• What is expected: Would you return the data below exactly as it stands, with every picture left out?

• Data for this task:
Segment Open

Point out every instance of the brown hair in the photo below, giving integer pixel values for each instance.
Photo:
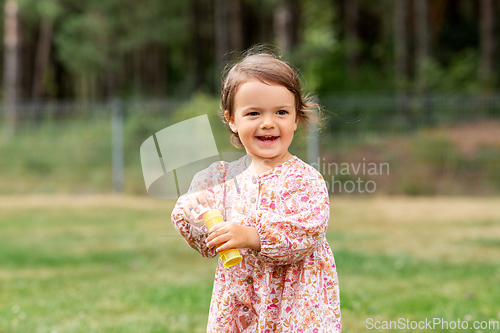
(267, 68)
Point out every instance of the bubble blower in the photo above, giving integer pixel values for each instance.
(211, 217)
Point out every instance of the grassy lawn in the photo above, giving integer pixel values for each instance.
(116, 264)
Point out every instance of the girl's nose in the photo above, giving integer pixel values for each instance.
(267, 122)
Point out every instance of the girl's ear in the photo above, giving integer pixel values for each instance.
(230, 121)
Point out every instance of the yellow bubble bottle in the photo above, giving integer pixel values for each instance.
(229, 257)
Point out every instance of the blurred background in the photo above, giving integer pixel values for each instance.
(409, 147)
(411, 83)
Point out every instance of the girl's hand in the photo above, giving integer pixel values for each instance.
(229, 235)
(203, 198)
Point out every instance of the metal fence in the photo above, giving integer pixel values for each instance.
(94, 147)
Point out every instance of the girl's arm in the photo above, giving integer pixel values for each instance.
(195, 236)
(298, 227)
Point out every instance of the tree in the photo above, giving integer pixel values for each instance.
(11, 65)
(487, 43)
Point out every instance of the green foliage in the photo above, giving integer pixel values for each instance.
(459, 75)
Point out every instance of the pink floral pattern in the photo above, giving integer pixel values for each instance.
(291, 284)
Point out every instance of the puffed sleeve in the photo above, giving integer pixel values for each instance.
(298, 227)
(207, 179)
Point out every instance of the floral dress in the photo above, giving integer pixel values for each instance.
(290, 284)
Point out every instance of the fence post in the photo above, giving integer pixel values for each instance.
(313, 143)
(117, 146)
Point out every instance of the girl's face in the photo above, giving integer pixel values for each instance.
(265, 119)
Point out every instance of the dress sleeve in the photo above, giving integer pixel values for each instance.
(195, 236)
(298, 227)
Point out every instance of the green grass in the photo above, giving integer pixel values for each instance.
(118, 265)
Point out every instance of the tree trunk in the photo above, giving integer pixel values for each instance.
(352, 36)
(401, 43)
(401, 58)
(422, 37)
(487, 41)
(423, 55)
(42, 58)
(11, 66)
(286, 22)
(221, 35)
(235, 26)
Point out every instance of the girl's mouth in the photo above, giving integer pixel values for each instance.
(267, 140)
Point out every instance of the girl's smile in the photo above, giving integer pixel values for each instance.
(265, 120)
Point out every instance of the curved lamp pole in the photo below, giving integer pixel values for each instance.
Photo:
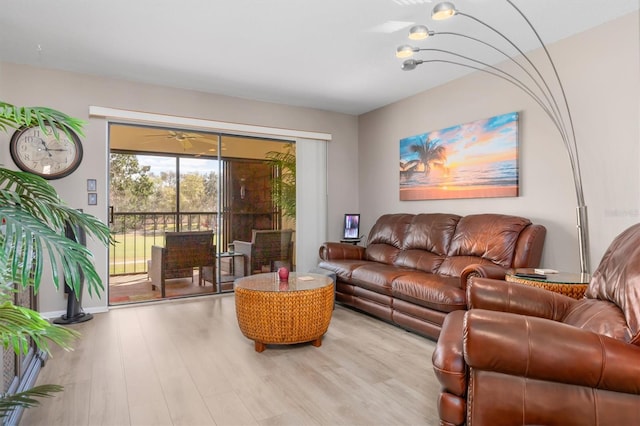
(541, 93)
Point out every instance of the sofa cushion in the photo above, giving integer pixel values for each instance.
(491, 237)
(599, 317)
(387, 236)
(376, 276)
(617, 280)
(427, 242)
(342, 268)
(430, 290)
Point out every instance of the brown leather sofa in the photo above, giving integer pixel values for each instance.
(525, 355)
(414, 268)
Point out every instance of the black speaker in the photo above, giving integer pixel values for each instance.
(74, 313)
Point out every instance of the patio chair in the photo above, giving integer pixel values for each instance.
(182, 252)
(266, 247)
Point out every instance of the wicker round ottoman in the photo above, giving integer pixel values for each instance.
(271, 311)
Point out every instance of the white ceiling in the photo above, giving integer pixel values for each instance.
(335, 55)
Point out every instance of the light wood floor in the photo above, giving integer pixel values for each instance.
(187, 363)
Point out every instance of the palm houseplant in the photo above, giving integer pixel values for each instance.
(32, 233)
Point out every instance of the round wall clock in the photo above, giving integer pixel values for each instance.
(42, 154)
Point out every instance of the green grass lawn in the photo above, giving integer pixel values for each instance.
(131, 251)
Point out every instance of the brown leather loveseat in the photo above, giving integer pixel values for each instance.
(414, 268)
(525, 355)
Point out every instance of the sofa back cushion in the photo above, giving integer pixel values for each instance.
(617, 279)
(427, 241)
(387, 237)
(483, 238)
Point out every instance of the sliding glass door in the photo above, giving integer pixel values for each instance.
(168, 180)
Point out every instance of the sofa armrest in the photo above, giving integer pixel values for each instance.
(495, 272)
(448, 357)
(506, 296)
(540, 349)
(336, 251)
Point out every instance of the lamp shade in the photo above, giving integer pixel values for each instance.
(404, 51)
(444, 10)
(410, 64)
(419, 32)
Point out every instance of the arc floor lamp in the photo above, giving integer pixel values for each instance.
(527, 77)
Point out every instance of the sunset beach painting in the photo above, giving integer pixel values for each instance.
(472, 160)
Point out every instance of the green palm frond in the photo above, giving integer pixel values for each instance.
(26, 399)
(34, 218)
(32, 223)
(19, 324)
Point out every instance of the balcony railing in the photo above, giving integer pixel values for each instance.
(135, 233)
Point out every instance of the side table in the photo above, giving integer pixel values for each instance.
(567, 283)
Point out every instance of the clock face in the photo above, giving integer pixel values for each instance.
(41, 153)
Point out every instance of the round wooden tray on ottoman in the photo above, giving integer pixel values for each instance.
(271, 311)
(569, 284)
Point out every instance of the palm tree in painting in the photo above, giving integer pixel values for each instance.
(430, 154)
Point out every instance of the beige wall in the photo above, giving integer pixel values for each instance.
(74, 93)
(600, 71)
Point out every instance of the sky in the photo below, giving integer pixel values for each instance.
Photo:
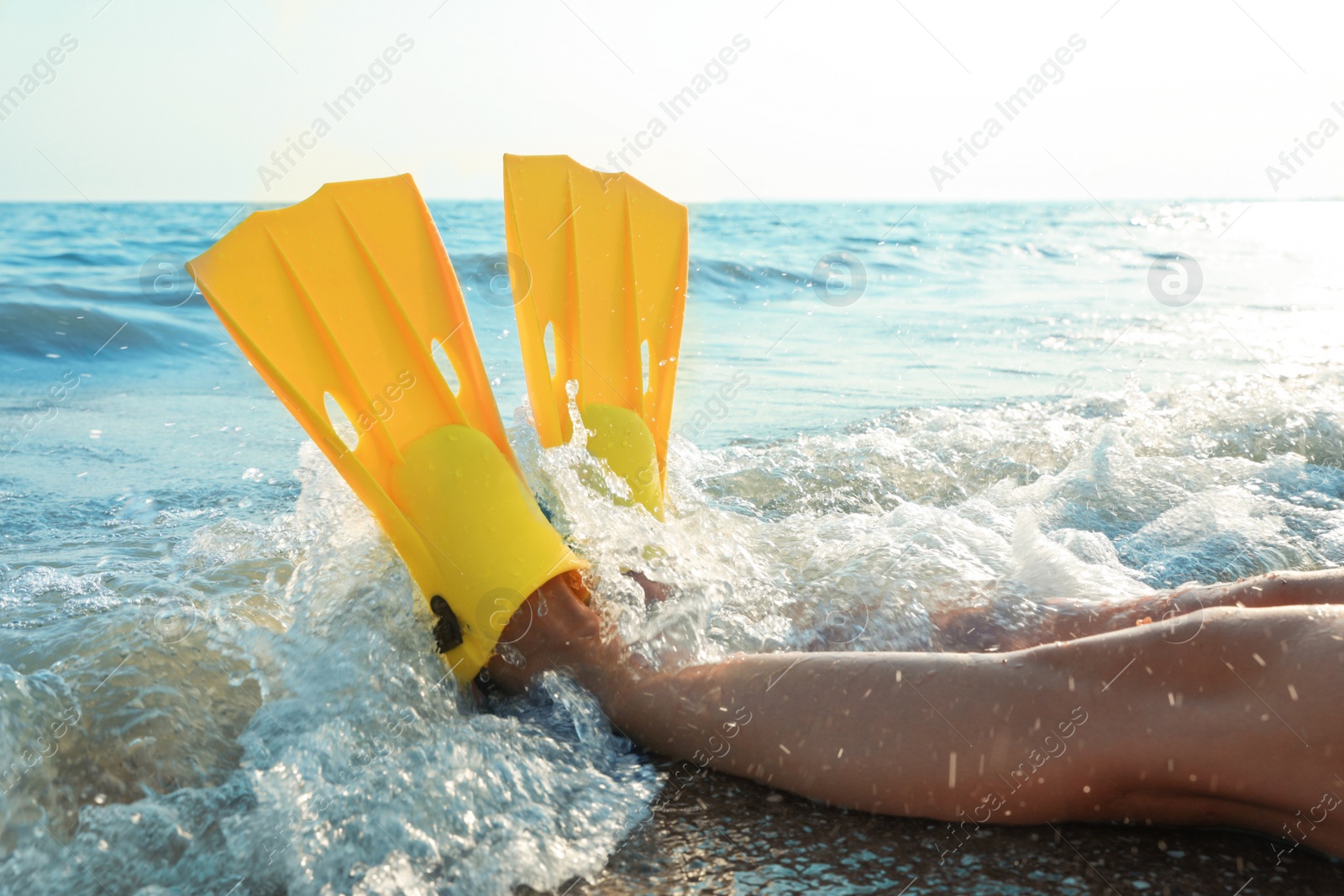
(783, 100)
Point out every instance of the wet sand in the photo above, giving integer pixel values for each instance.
(722, 835)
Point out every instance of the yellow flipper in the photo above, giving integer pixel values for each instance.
(601, 261)
(346, 295)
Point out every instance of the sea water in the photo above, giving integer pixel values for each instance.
(213, 673)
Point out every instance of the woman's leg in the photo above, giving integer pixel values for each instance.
(1068, 620)
(1229, 716)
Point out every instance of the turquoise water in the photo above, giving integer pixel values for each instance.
(210, 669)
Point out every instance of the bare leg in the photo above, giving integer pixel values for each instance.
(1226, 718)
(974, 631)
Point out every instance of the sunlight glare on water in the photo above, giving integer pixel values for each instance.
(212, 668)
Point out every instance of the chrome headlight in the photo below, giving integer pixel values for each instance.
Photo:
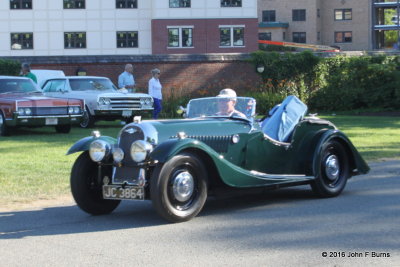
(140, 150)
(118, 154)
(98, 150)
(146, 101)
(104, 101)
(149, 101)
(24, 111)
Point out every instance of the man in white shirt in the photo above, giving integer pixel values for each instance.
(155, 88)
(126, 79)
(226, 104)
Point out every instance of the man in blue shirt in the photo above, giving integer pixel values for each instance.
(126, 79)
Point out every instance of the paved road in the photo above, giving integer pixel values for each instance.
(287, 227)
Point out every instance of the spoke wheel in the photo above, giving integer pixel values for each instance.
(333, 171)
(178, 189)
(86, 187)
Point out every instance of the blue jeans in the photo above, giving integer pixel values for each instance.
(157, 107)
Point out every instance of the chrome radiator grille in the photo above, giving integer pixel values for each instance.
(125, 103)
(41, 111)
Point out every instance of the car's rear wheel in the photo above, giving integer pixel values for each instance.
(4, 131)
(87, 119)
(86, 187)
(333, 170)
(178, 188)
(63, 128)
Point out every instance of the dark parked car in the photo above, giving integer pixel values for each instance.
(177, 163)
(22, 104)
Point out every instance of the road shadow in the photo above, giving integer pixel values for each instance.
(365, 215)
(129, 215)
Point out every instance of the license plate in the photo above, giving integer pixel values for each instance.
(51, 121)
(126, 192)
(127, 113)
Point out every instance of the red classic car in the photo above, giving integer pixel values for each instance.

Segment Closed

• Output for this exercise:
Point out every instance of the brown hair in the photo below, giving integer pixel values for each instance.
Photo:
(267, 68)
Point out every instance of the bubble blower in the photo above, giving integer pixel values for each instance.
(211, 217)
Point out every instance of the grassy lawn in the photo above, giving integer pixel values for each instance.
(116, 264)
Point out every instance of the girl's nose in the photo above, giving integer pixel values for each instance.
(267, 122)
Point out every instance of the girl's ear in the photo above, giving integer pixel values for each instance.
(230, 121)
Point out every instance of the yellow bubble bottle in the photo above, giving integer pixel values for each instance.
(229, 257)
Point out every instance of the blurred background in the photo above, giving integer pixel values for each instance.
(409, 147)
(411, 83)
Point out every instance of the girl's hand in the photo above, giving integer pixel values for each instance.
(229, 235)
(203, 198)
Point out every instance of the metal fence in the photo above, giving integer pixel values for each instance.
(94, 147)
Point out every instance of the girl's arm in the photo above, giving integer pixel values for each instance.
(195, 236)
(298, 227)
Point out every instance of the tree in the photo above, giving integer pixel values for each instance.
(11, 65)
(487, 43)
Point out every instance of the green foliage in the photo above, giving integer pixel values for each instance.
(459, 75)
Point out every instance of the pink floral pattern in the photo above, giving integer pixel values for each instance.
(291, 284)
Point out every instance of the puffed sleeve in the photo above, giving integer pixel values for each instance.
(298, 227)
(207, 179)
Point out every instance of the floral dress in the photo above, giving integer pixel values for each instance.
(290, 284)
Point out every instance of the fence post in the photo above, giving integer pixel values for each instance.
(313, 143)
(117, 146)
Point out every instance of the girl's face in the photo above, giving integer pixel values for each instance.
(265, 119)
Point out every instance of the dress sleeve in the photo above, giving integer pixel values for each instance.
(195, 236)
(298, 227)
Point out every instance of the green grass in the photo above, giving integer pixel values for each instance.
(118, 265)
Point out every instance of the tree trunk in the photo above, giving integer pixel values for each instance.
(352, 36)
(401, 43)
(401, 58)
(422, 37)
(487, 41)
(423, 55)
(42, 58)
(11, 66)
(286, 22)
(221, 35)
(235, 26)
Point out every instance of the girl's mouth in the photo above, giving integer pixel values for each instance.
(267, 140)
Point out every instance of the girl's smile in the photo above, giving integer pixel values for each instance.
(265, 120)
Point out every instance of the curved lamp pole in the photo below, giving integer pixel values for each instance.
Photo:
(541, 93)
Point out every instance of the sofa cushion in the photo above, giving integer pixel values for each instance.
(491, 237)
(599, 317)
(387, 236)
(376, 276)
(617, 280)
(427, 242)
(342, 268)
(430, 290)
Point out every instance of the brown leather sofa in the photo above, giving integer pixel values for each instance.
(525, 355)
(414, 268)
Point out every instance of the black speaker in the photo above, giving integer pixel values for each instance.
(74, 313)
Point out every instance of the patio chair in the photo above, giving integer pixel values for each instance.
(182, 252)
(266, 247)
Point out every instance of the wicker round ottoman in the photo above, giving integer pixel values for each instance.
(271, 311)
Point out every instance of the white ceiling in the photo above, giving integer pixel values for each instance.
(335, 55)
Point out every instance of the light wood floor in the photo above, giving integer pixel values for each instance.
(187, 363)
Point out every instance of the palm houseplant in the photo above, giving integer pixel values for each instance.
(32, 233)
Point out every instance of the round wall clock in the photo above, giving integer pixel values for each instance.
(42, 154)
Point out every instance of the green grass lawn in the photo above, giving integer pixel values for each instance.
(131, 251)
Point out every instance of the brown leather loveseat in the photo above, giving integer pixel values for each instance.
(414, 268)
(525, 355)
Point out every instance of the sofa back cushion in the photo above, giving integer pixel values for each instance.
(617, 279)
(427, 241)
(387, 237)
(483, 238)
Point out every instance of the sliding glass door in the photo above, giving integer pixel values for each instance.
(168, 180)
Point out every instance of the sofa armrest in the photo above, giving integer pixel values for each instance.
(495, 272)
(448, 357)
(506, 296)
(540, 349)
(336, 251)
Point out every instance of the lamp shade in the photo above, giving integer pixel values for each instance.
(404, 51)
(444, 10)
(410, 64)
(419, 32)
Point out every instance of the arc floor lamp in the photo above, giving integer pixel values for each instance.
(527, 77)
Point out every instance of the sunset beach painting in the photo above, giving integer pixel values for each instance.
(472, 160)
Point out every instance of the green palm frond in the photo above, giving integer pixel values for each instance.
(26, 399)
(34, 218)
(32, 223)
(19, 324)
Point out every instance of the balcony railing in the photo above, giving integer pixel values for each instance.
(135, 233)
Point out every instance of the side table in the photo above, giving integer pixel values for each instance.
(567, 283)
Point out every instance of the clock face in the photo above, giving integer pixel values for each instance.
(41, 153)
Point out every instance of the round wooden tray on ottoman in the photo above, giving integer pixel values for each instance.
(271, 311)
(569, 284)
Point out every instance of the palm tree in painting in the photo above, giving integer pixel values for each instance.
(430, 154)
Point out every instance of the beige wall in the photo above, giving integer pixel values for each instance.
(74, 93)
(600, 71)
Point out every instance of the sky in the photo below, giving integer pixel values for each instance.
Photo:
(783, 100)
Point out every instance of the wet sand in the photo above, giving integer pixel values for each instance.
(722, 835)
Point out every instance of the yellow flipper in the photo above, giving integer pixel values for each instance.
(601, 261)
(346, 295)
Point out every instance of the sea water in the photo above, giving integer pixel values for each instance.
(213, 673)
Point out every instance of the woman's leg in the photo above, giving integer pixel values for each instance.
(1068, 620)
(1229, 716)
Point out every instance of the turquoise water in the photo above, giving integer pixel values for each instance.
(210, 669)
Point out every instance of the bare leg in the photo above, giving integer pixel values for each instance.
(1226, 718)
(974, 631)
Point out every instance of the sunlight glare on water in the photo above, giving integer pixel values for each instance.
(212, 668)
Point out every instance of the chrome headlight in the photo below, giving integer pixel values for each instance.
Photo:
(140, 150)
(118, 154)
(98, 150)
(146, 101)
(104, 101)
(149, 101)
(24, 111)
Point out every instance of the man in white shirt in the photo above, giving integer pixel values for each instance.
(155, 88)
(126, 79)
(226, 104)
Point out every instance of the man in blue shirt in the photo above, giving integer pixel values for each instance.
(126, 79)
Point out every instance of the paved road in the photo above, giving integer pixel values for each instance.
(287, 227)
Point out every instance of the spoke wheel in the photo above, giving integer pixel values for each instance.
(333, 171)
(178, 189)
(86, 187)
Point out every instance of the blue jeans in the photo above, giving integer pixel values for each instance.
(157, 107)
Point out every instance of the chrome radiator grille in the photo above, giving integer pixel values for each instance.
(125, 103)
(41, 111)
Point out every instance of the car's rear wheel in the photo above, giving integer pixel values for each instance.
(4, 131)
(87, 119)
(86, 187)
(333, 170)
(178, 188)
(63, 128)
Point out every instance of the dark parked car in the photo above, giving integer pixel values for each instance.
(177, 163)
(22, 104)
Point out every instance of the road shadow in the photo above, giving integer pixel values for each instance.
(365, 215)
(129, 215)
Point out every instance of the license plate in the photo above, giving integer pixel values for each instance.
(51, 121)
(126, 192)
(127, 113)
Point out every instance of the red classic car in the photo above, giving integer pixel values for each instance.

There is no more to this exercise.